Tasks and exercises:
a. According to the text on Apple, government, and free markets, to what customers did Steve Jobs aggressively market his company's products?
b. Carry on the text on Apple, government, and free markets from the point where it stops.

Text excerpt:

This is what a technology revolution looks like:

New innovators create vast new markets where none existed previously; Individual genius enabled by the truly free market the Internet represents routes around obsolete and ineffective government attempts at control; The arrogant attempts of governments to centralize, intervene, subsidize, micromanage and regulate innovation is scoffed at and ignored.

The revolution is occurring around the world.

It is occurring in the private sector, not the public sector.

It is occurring despite wrongheaded attempts by governments to micromanage markets through disastrous industrial policy.

And it is driven by the Internet, the single greatest catalyst in history for individual liberty and free markets.

Al Gore may not have invented the Internet (or rather the technological core of what later became the Internet), but neither did the "free market."

     http://en.wikipedia.org/wiki/History_of_the_Internet#Networks_that_led_to_the_Internet

But apparently we're supposed to ignore that historical fact, lest Austrian Schoolers call us "collectivists."

Quote
The true technology revolutionaries have little need for big government and never have.

Translation: "Pay no attention to those overextended patents behind the curtain!"

     http://www.youtube.com/watch?v=_RPKtMTjXHg

Quote
Microsoft ignored the government for years and changed the world by leading the PC revolution.

Anyone who's aware of (a) the fact that patents, by definition, are government-granted monopolies, and (b) the ridiculous extent to which Microsoft has relied upon overextended software patents as a means of shielding itself from the very "free market" of which it is a supposed symbol, knows just how laughable that statement is.

Quote
Today, companies like Apple -- which has created several completely new markets out of whole cloth (iPhone, iPad, iTunes, and iPod) -- are changing the world again, successfully adopting visionary new revenue models for movies, songs and games, and launching an “app economy” responsible for creating almost half a million jobs in the United States since the iPhone was introduced…

We interrupt this shameless propaganda piece and virtual worshipfest to bring you the following dose of reality:

     http://www.prisonplanet.com/is-apple-evil.html
     http://www.youtube.com/watch?v=cnaeCe3jCx4
     http://www.naturalnews.com/032239_iPhone_tracking.html

Quote
All in less than 5 years, and all without government permission, partnerships, subsidies, or regulations!

Let's have another reality check, shall we?

----------------------------

http://www.orangejuiceblog.com/2011/10/steve-jobs-a-free-market-capitalist-who-got-rich-selling-computers-to-taxpayer-subsidized-k-12-public-schools/

Steve Jobs: A “Free Market Capitalist” Who Got Rich Selling Computers to Taxpayer-Subsidized K-12 Public Schools

By Duane Roberts
October 10, 2011


THE NANNY STATE CAN MAKE YOU FILTHY RICH: It is documented
that Apple Computer might have gone belly up in the 1980s if it
wasn’t for the fact Steve Jobs embarked on a rather ambitious
strategy to create demand for his company’s products by aggressively
marketing them to taxpayer-subsidized K-12 public schools throughout
the United States.

Record excerpts:
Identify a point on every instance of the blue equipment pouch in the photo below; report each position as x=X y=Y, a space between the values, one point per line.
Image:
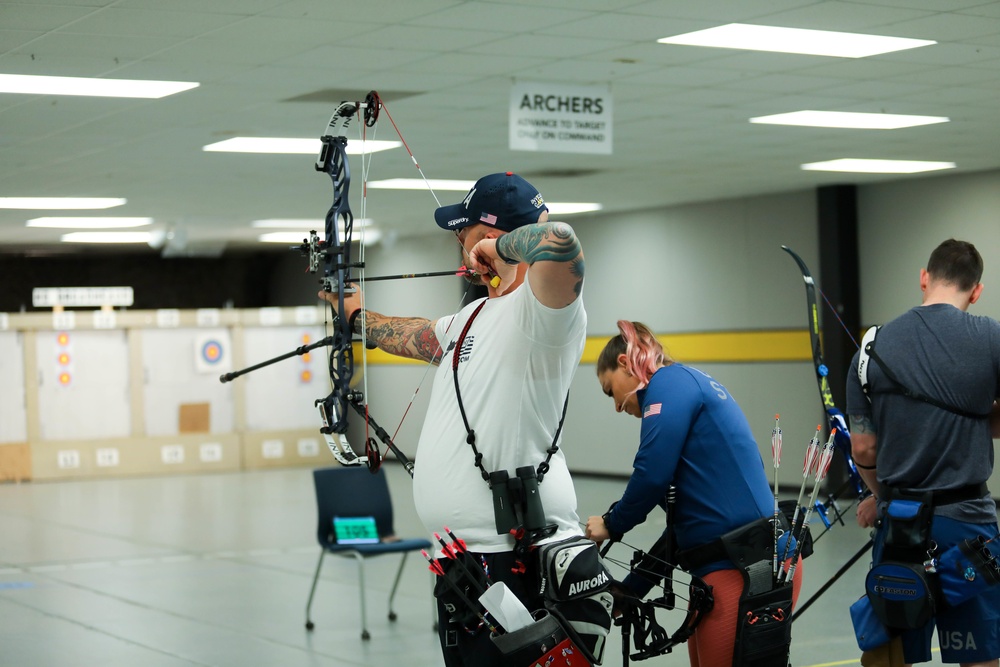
x=966 y=570
x=868 y=630
x=900 y=592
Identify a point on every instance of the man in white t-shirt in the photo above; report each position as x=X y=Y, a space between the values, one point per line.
x=517 y=352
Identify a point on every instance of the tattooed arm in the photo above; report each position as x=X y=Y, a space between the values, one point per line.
x=410 y=337
x=864 y=446
x=554 y=257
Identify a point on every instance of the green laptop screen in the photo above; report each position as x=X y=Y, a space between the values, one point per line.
x=355 y=530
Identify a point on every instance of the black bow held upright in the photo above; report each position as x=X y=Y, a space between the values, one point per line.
x=332 y=254
x=835 y=417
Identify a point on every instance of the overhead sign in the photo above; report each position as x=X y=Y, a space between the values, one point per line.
x=81 y=297
x=560 y=118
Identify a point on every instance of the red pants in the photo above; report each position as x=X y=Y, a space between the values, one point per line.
x=713 y=640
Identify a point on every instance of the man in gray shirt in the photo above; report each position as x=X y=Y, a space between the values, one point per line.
x=926 y=425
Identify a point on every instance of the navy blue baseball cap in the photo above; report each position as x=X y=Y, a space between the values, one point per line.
x=505 y=201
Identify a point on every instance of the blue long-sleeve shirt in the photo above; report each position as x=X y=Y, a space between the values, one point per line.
x=695 y=437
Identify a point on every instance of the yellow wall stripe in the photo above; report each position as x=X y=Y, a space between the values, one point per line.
x=698 y=347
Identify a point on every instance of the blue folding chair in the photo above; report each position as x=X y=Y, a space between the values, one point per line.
x=355 y=492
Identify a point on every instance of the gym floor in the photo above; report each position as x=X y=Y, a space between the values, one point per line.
x=215 y=570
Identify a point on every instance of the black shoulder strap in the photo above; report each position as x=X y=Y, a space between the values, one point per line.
x=543 y=467
x=905 y=391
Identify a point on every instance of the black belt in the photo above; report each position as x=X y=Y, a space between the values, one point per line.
x=714 y=551
x=947 y=496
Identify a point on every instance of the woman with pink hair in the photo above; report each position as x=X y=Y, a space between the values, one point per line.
x=696 y=439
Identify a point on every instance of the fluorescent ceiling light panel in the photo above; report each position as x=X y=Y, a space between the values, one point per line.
x=296 y=238
x=848 y=119
x=863 y=166
x=88 y=223
x=795 y=40
x=569 y=208
x=107 y=237
x=87 y=87
x=421 y=184
x=300 y=223
x=60 y=203
x=294 y=146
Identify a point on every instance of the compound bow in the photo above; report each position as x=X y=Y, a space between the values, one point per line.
x=835 y=418
x=333 y=254
x=842 y=437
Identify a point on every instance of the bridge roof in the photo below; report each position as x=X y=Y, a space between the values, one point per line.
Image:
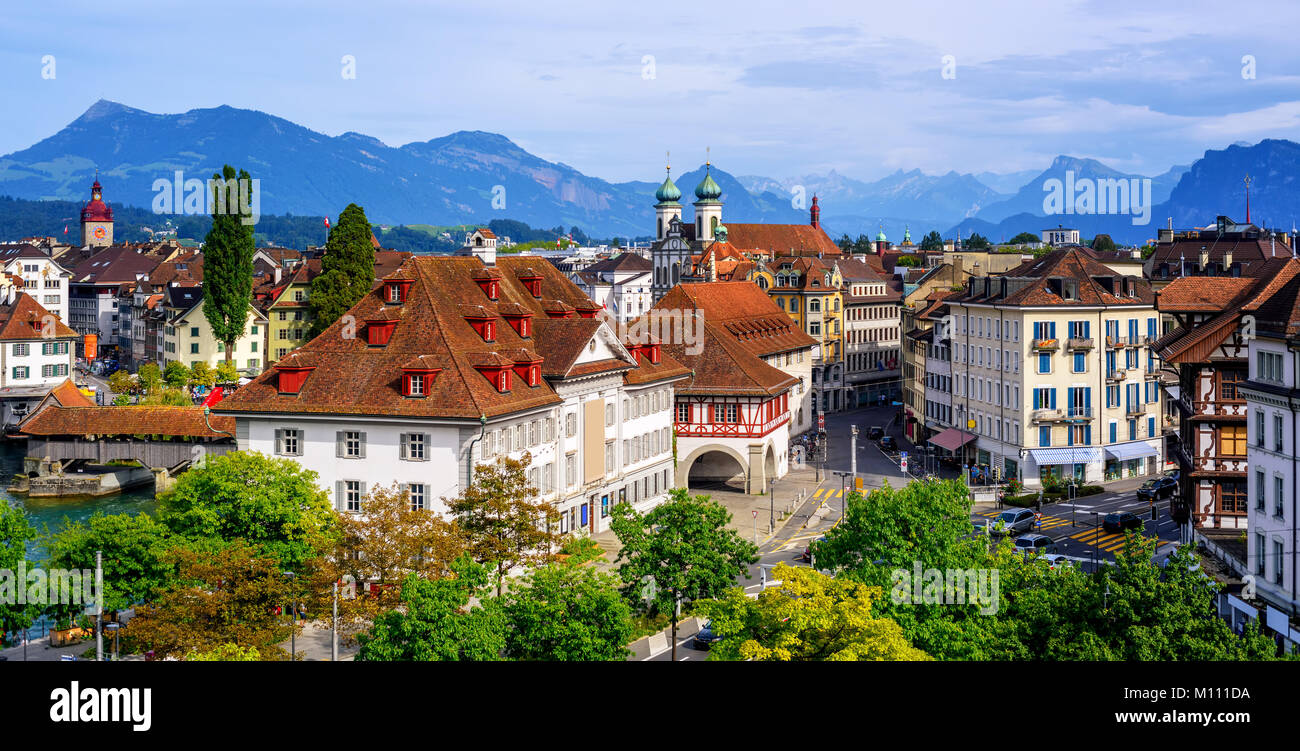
x=174 y=421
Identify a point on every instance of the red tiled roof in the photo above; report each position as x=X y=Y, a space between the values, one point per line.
x=355 y=378
x=741 y=325
x=18 y=320
x=178 y=421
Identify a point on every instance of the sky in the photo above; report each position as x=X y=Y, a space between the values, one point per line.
x=770 y=89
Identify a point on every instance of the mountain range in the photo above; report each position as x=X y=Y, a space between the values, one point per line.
x=473 y=177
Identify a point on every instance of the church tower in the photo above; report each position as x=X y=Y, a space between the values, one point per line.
x=709 y=207
x=667 y=208
x=96 y=218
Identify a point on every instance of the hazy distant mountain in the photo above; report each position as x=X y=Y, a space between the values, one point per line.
x=463 y=177
x=1195 y=196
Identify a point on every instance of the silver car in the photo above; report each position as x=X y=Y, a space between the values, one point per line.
x=1035 y=543
x=1015 y=520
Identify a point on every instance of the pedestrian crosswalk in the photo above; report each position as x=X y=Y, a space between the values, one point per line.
x=1099 y=538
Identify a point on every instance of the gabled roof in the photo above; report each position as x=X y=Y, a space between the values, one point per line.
x=741 y=325
x=623 y=263
x=1032 y=283
x=20 y=318
x=781 y=239
x=133 y=420
x=355 y=378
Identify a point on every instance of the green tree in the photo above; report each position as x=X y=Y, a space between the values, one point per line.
x=437 y=623
x=681 y=550
x=347 y=269
x=809 y=616
x=203 y=374
x=226 y=372
x=228 y=652
x=150 y=378
x=1103 y=242
x=176 y=374
x=133 y=550
x=222 y=594
x=271 y=503
x=228 y=259
x=121 y=382
x=505 y=524
x=16 y=530
x=567 y=612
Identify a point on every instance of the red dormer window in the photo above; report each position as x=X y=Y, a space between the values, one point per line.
x=520 y=322
x=395 y=291
x=290 y=380
x=529 y=372
x=485 y=328
x=378 y=331
x=416 y=382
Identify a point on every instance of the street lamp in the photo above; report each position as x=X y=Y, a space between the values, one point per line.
x=293 y=621
x=771 y=506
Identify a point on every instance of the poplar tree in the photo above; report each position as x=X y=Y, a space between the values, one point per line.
x=228 y=259
x=347 y=269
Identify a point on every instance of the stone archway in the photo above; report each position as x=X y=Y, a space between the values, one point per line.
x=718 y=464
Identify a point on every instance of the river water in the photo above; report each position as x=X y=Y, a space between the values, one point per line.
x=55 y=513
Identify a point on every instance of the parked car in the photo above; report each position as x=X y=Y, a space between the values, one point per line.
x=706 y=637
x=1035 y=543
x=1014 y=521
x=1121 y=521
x=1157 y=487
x=807 y=550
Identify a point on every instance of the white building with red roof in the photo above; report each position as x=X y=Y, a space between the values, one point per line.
x=451 y=363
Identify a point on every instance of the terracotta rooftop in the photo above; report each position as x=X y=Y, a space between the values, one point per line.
x=352 y=377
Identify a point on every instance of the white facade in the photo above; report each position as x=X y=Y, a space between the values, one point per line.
x=44 y=281
x=352 y=454
x=1273 y=470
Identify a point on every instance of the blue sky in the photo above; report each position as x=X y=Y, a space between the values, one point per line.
x=775 y=89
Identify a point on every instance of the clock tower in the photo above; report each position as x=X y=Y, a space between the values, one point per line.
x=96 y=220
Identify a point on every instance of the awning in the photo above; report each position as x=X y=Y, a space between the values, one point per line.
x=952 y=439
x=1073 y=455
x=1123 y=451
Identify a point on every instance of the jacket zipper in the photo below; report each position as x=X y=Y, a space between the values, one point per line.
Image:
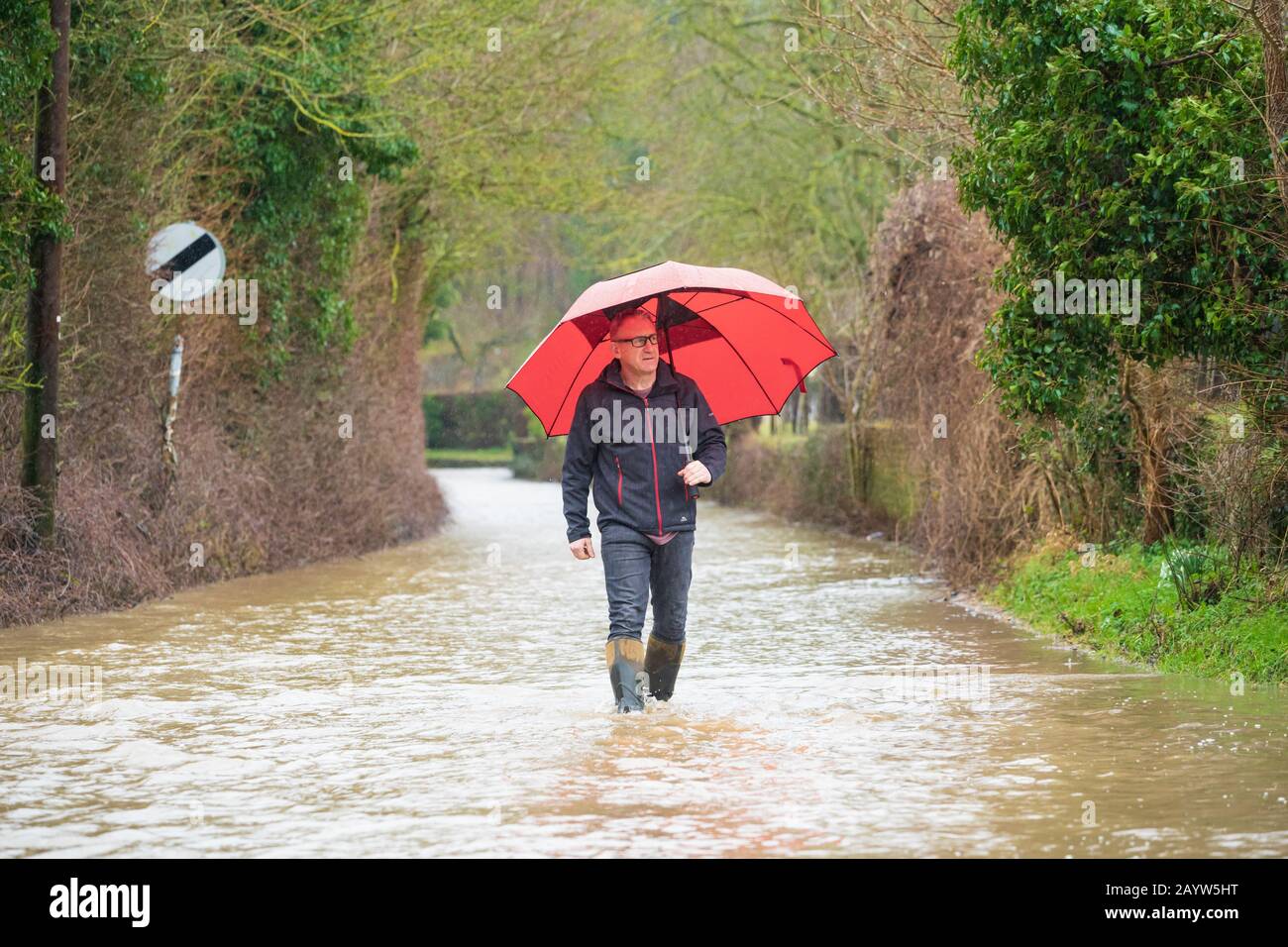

Replies:
a. Taxpayer-subsidized K-12 public schools throughout the United States.

b.
In an article entitled, “Steve Jobs: Free Market Capitalist,” recently posted on Calwatchdog.com, a libertarian-leaning website, Joseph Perkins, the author, made the claim that Jobs, unlike some entrepreneurs, received “no government help” as he helped build Apple into the multi-billion dollar company it is today:

    There’s another aspect of the Jobs legacy that has been underreported, that has nothing to do with his technological prowess, or his keen entrepreneurial instincts:

    In launching Apple, in building it into one of the world’s foremost companies, in helping to make California’s Silicon Valley the world’s high-tech capital, Jobs never relied on government subsidies.

Although Perkins might be technically correct in saying Apple did not depend on “government subsidies”–at least not directly–it is documented the company might have gone belly up in the 1980s if it wasn’t for the fact they created demand for their products by aggressively marketing them to taxpayer-subsidized K-12 public schools.

When Apple was formed in the late 1970s, there was no mass consumer market for personal computers. Not only was there no use for them in domestic households, but most people didn’t have a clue as to how they operated. If you wanted one, you had to assemble it from a kit and learn complicated codes to make it function.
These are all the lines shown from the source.